-- Task item --
Using the material below, return exactly the lines between the one holding "pixel 102 30" and the one holding "pixel 135 136", inclusive, and no others.

-- Dataset --
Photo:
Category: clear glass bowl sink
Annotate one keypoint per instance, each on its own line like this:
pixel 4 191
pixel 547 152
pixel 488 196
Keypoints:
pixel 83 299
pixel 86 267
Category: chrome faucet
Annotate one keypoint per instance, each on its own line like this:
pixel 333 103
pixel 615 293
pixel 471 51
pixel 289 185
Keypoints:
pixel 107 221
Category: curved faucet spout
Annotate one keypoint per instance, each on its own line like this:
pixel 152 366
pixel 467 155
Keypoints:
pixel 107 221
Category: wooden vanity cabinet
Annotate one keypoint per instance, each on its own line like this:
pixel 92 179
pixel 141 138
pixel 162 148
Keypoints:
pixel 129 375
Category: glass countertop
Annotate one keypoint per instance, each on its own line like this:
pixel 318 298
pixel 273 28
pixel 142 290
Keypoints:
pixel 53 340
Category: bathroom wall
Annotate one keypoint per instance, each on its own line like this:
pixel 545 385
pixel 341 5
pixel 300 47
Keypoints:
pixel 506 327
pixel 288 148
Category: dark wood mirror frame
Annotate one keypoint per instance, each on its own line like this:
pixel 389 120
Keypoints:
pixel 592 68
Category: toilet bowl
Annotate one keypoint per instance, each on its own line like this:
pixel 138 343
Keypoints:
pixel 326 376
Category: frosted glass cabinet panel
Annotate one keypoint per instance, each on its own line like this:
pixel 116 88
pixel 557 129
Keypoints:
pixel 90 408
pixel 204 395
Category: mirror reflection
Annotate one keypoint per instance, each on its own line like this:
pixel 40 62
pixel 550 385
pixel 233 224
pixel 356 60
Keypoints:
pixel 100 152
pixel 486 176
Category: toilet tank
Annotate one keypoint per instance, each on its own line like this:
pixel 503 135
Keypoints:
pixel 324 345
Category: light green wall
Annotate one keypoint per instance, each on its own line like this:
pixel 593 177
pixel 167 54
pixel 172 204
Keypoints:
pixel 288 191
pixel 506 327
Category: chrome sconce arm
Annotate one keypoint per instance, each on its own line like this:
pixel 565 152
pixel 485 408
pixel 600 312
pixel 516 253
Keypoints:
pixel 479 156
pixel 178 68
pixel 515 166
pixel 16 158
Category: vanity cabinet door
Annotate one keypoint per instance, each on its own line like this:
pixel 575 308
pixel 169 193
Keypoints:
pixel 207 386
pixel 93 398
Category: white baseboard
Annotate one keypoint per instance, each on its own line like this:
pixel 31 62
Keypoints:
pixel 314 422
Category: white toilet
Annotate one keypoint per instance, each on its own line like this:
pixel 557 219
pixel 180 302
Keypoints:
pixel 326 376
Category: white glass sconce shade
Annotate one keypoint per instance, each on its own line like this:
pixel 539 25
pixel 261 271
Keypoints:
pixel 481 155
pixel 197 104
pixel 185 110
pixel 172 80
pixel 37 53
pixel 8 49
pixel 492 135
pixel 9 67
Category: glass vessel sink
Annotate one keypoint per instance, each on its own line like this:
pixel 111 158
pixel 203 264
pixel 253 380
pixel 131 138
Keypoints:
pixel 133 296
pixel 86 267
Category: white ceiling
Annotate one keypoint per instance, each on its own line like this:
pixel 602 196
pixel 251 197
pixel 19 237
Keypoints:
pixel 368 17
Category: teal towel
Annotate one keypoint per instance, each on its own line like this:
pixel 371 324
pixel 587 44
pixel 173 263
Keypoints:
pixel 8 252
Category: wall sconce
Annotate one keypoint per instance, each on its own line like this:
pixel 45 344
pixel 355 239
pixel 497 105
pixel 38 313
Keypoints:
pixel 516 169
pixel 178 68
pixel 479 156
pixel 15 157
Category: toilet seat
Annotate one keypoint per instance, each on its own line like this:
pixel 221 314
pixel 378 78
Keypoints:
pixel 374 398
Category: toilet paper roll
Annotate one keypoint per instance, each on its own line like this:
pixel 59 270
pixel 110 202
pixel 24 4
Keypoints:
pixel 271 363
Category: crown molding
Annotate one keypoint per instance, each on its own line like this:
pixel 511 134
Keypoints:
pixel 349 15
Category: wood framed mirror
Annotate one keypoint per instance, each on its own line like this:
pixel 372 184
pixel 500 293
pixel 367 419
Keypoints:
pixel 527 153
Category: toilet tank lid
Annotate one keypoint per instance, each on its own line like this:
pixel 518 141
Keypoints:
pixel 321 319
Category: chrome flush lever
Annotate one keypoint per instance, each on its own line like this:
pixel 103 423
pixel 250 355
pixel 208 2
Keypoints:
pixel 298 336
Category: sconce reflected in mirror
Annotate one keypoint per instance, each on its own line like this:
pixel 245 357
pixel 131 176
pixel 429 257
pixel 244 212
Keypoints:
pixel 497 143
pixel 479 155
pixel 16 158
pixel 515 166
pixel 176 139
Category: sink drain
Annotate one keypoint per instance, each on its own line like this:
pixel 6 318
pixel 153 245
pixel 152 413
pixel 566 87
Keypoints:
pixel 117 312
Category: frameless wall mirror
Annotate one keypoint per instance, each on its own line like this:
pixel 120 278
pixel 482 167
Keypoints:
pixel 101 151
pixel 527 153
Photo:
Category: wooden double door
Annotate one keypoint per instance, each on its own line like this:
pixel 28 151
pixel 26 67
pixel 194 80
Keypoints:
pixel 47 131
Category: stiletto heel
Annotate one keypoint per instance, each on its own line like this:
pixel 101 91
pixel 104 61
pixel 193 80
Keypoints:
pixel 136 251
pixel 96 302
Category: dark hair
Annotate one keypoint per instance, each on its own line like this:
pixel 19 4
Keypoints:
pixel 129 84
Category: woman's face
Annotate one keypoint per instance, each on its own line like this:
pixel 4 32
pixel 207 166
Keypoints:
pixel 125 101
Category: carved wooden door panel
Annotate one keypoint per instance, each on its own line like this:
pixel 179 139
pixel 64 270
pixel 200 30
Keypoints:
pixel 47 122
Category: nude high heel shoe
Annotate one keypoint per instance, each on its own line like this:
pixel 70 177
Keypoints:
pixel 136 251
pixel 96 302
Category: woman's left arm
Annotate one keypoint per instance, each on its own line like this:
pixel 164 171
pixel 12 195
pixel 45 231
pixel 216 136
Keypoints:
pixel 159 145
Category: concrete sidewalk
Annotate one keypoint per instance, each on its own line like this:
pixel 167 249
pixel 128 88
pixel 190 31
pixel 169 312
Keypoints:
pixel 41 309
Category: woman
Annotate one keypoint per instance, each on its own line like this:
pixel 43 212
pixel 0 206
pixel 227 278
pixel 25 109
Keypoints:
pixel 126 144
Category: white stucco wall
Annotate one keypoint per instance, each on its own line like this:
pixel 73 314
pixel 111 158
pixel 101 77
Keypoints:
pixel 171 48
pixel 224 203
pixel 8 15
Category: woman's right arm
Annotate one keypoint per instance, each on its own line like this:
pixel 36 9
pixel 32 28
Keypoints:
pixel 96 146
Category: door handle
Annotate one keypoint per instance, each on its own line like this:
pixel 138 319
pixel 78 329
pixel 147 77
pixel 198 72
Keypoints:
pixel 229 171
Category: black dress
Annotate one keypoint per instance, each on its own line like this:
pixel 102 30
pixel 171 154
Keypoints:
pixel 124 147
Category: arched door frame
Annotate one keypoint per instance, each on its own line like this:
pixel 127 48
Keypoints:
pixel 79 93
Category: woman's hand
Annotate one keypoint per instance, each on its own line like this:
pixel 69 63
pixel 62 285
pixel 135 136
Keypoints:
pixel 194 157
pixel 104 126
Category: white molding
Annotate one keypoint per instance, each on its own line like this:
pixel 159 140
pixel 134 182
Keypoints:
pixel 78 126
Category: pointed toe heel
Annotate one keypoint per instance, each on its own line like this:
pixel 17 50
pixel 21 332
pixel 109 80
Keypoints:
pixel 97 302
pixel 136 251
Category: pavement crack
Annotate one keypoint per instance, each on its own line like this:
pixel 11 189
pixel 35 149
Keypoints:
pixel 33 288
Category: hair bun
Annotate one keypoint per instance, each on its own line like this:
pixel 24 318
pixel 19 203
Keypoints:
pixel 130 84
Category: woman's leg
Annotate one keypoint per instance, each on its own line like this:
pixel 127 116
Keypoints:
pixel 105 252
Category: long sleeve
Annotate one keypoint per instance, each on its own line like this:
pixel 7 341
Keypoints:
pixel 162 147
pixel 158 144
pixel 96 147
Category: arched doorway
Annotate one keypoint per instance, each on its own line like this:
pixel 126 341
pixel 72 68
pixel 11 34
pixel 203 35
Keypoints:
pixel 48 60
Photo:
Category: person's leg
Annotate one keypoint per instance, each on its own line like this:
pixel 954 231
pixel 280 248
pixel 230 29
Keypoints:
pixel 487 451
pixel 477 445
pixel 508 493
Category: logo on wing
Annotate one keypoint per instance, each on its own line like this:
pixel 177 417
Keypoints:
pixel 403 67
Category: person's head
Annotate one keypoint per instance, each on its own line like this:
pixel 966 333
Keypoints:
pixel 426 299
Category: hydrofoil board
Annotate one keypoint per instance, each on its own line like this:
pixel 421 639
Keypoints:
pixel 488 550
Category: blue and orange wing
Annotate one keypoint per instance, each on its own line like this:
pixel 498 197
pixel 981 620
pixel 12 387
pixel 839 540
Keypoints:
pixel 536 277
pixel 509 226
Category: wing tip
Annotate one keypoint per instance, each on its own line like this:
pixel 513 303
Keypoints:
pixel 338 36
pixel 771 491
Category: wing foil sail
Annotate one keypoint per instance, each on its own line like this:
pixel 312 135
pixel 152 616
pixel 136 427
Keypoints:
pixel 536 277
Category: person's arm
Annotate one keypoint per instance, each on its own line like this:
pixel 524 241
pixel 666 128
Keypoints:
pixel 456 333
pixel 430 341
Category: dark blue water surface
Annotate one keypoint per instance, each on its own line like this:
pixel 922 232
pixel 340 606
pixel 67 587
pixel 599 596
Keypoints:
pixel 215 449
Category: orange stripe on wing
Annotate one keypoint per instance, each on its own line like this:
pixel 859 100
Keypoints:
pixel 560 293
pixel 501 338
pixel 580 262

-- Response to this exercise --
pixel 102 30
pixel 171 154
Keypoints:
pixel 124 147
Category: arched door frame
Annotate one keypoint per instance, each on its own line like this:
pixel 127 48
Keypoints:
pixel 79 93
Category: woman's hand
Annotate one keypoint per instance, each on its own line like this:
pixel 69 63
pixel 62 285
pixel 135 136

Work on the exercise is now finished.